__EXTRACTED RECORDS__:

--- --- ---

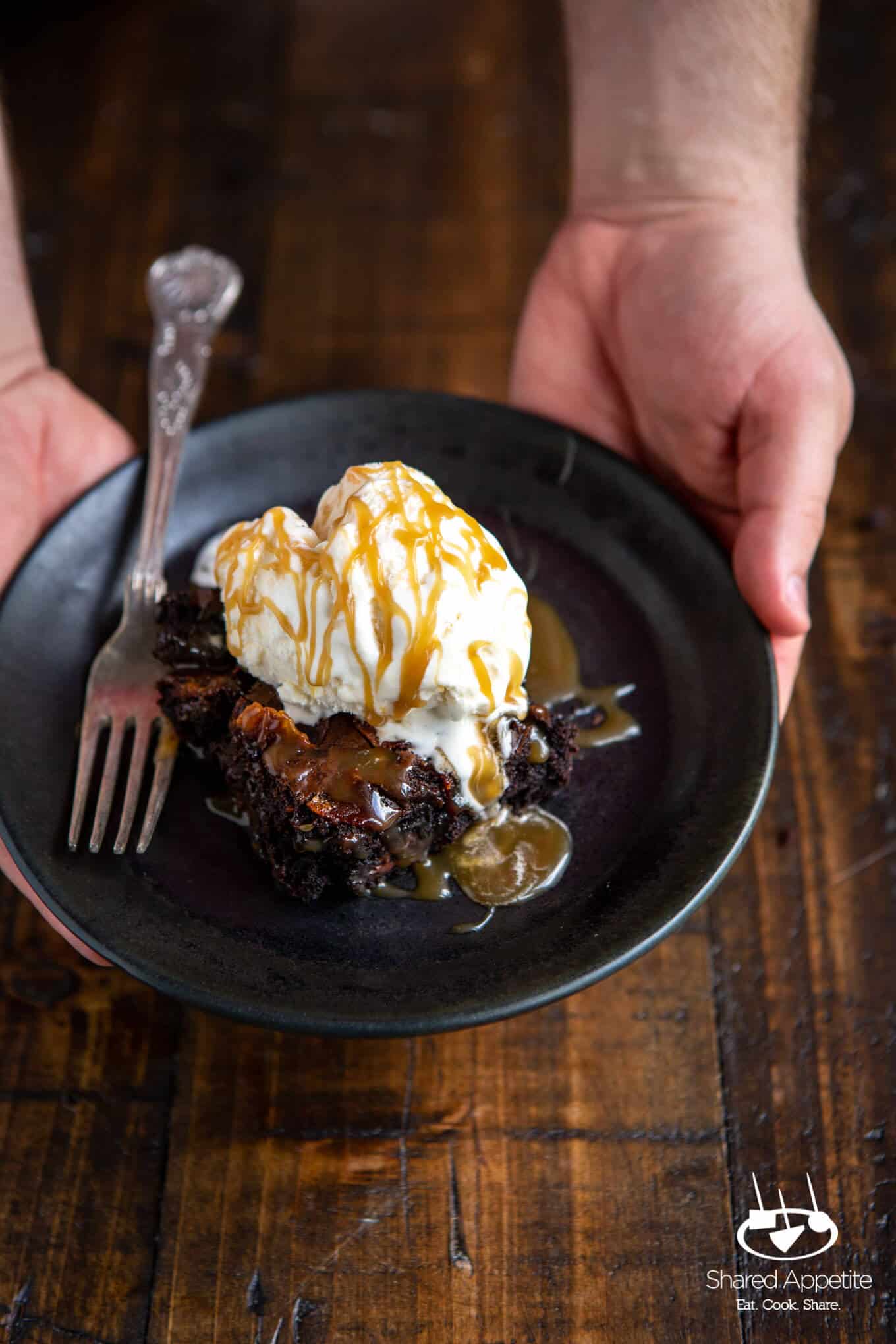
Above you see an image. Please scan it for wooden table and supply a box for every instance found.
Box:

--- --- ---

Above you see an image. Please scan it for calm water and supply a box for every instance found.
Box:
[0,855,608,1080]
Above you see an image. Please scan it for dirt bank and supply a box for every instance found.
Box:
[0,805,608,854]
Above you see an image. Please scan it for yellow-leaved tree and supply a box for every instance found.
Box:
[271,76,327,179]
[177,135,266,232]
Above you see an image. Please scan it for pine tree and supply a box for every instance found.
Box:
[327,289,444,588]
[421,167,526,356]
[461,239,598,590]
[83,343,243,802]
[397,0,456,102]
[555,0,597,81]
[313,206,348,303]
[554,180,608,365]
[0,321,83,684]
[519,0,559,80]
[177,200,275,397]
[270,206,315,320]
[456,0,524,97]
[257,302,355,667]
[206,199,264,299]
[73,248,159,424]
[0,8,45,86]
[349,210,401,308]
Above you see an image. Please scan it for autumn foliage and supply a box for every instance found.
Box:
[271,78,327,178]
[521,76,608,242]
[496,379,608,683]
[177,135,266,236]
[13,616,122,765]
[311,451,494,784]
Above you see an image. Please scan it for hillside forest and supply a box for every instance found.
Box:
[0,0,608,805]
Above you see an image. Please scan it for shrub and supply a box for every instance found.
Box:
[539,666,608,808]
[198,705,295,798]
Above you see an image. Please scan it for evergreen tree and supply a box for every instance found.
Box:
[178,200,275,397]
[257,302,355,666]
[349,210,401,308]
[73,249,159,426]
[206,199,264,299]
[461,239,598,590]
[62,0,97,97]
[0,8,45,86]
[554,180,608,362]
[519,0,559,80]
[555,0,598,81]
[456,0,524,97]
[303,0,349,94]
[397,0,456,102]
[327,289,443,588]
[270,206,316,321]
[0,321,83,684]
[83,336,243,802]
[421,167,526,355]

--- --- ---

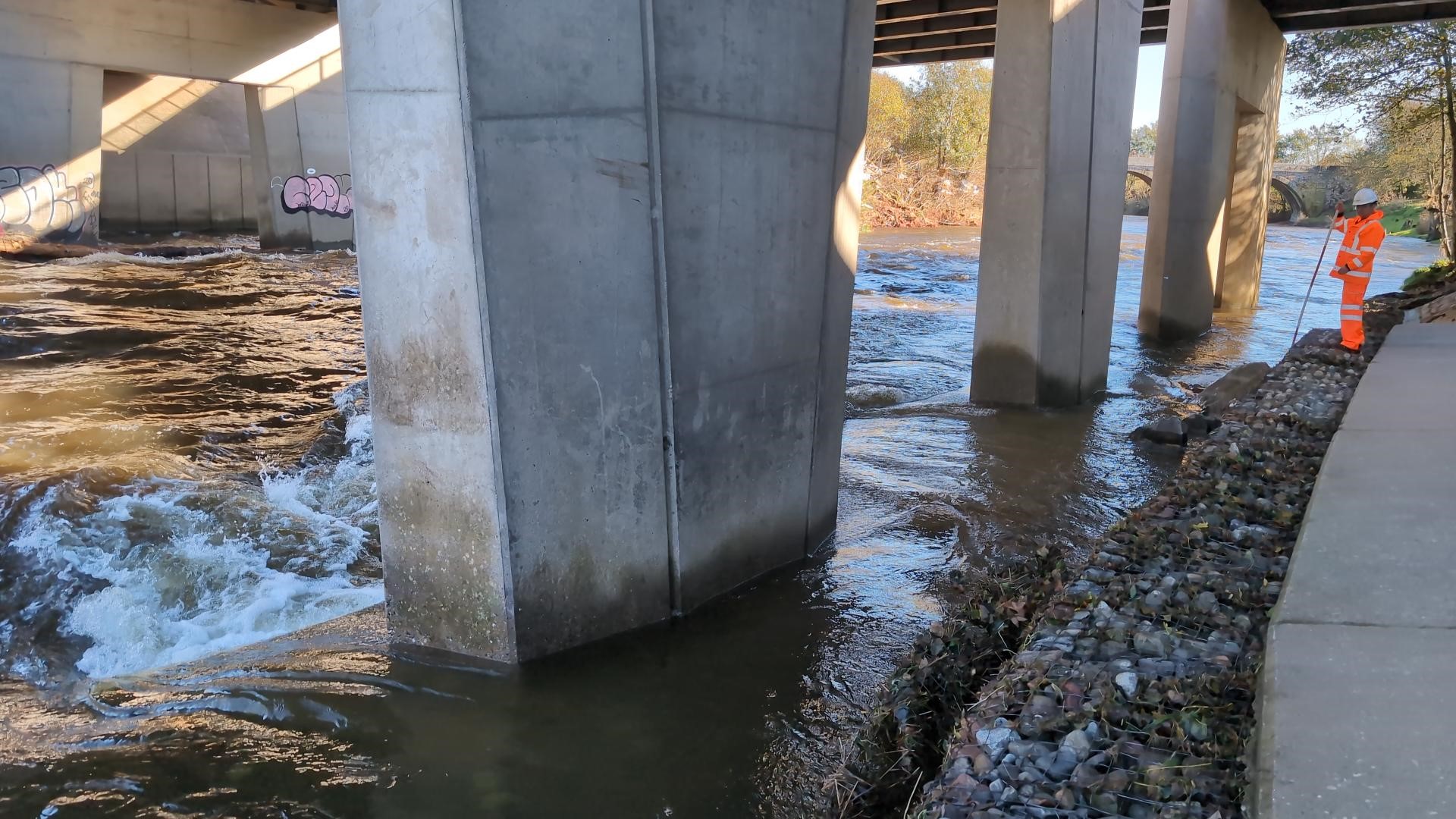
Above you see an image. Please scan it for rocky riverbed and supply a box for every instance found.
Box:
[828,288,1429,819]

--- --- ---

__PROBLEM STATEMENT__:
Return every line of the data above that contains the string "supply", treating uppercase and lowercase letters as distinct.

__SOLUTION__:
Above you see an image. Please scan it for wooden table and supply a box for every instance found.
Above you see an image. Please scan it for calm water and supply a box for every instance found.
Above you see an image. Please scan it for dirt bank and supply a box for every instance found.
Above you see an image. Please scan it for yellow-leaved tree and supply a box for every instance found.
Above you see an image. Please scan it for pine tree and supply a box for every instance found.
Above you see an image. Please scan it for autumn foliage and supply a box for every instance found.
Above you see an image. Please scan it for hillside forest and supply a box for every instance found.
Above you see an image. Please scan it for shrub and supply a box for every instance found.
Above you see an image. Please scan it for evergreen tree and supply a box for every instance found.
Above you see an image. Please scan it for rocky riverbed and supply a box for every instance found.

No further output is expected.